» INSTRUCTIONS FOR THE TASK
Rewrite the entries starting with the line that contains "on skis, one" and going through the line that contains "Target: man on skis", replacing "coordinates" with "positions" and keeping everything else unchanged. Leave the pictures out of your answer.

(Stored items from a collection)
****
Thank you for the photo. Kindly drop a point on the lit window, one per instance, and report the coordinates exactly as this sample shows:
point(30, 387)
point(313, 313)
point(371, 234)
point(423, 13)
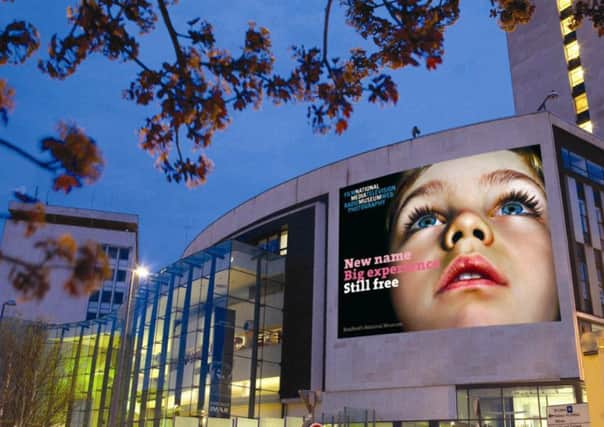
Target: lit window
****
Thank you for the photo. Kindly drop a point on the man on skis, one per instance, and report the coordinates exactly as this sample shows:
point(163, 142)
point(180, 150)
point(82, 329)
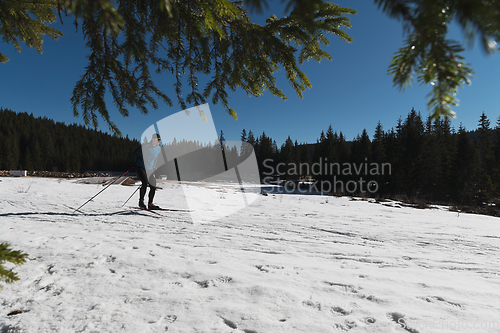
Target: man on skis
****
» FINISHED EXERCISE
Thank you for the photo. Kindly drop a point on the man on skis, one per instance, and report the positions exactly as this sample shows:
point(163, 142)
point(180, 150)
point(82, 329)
Target: man on skis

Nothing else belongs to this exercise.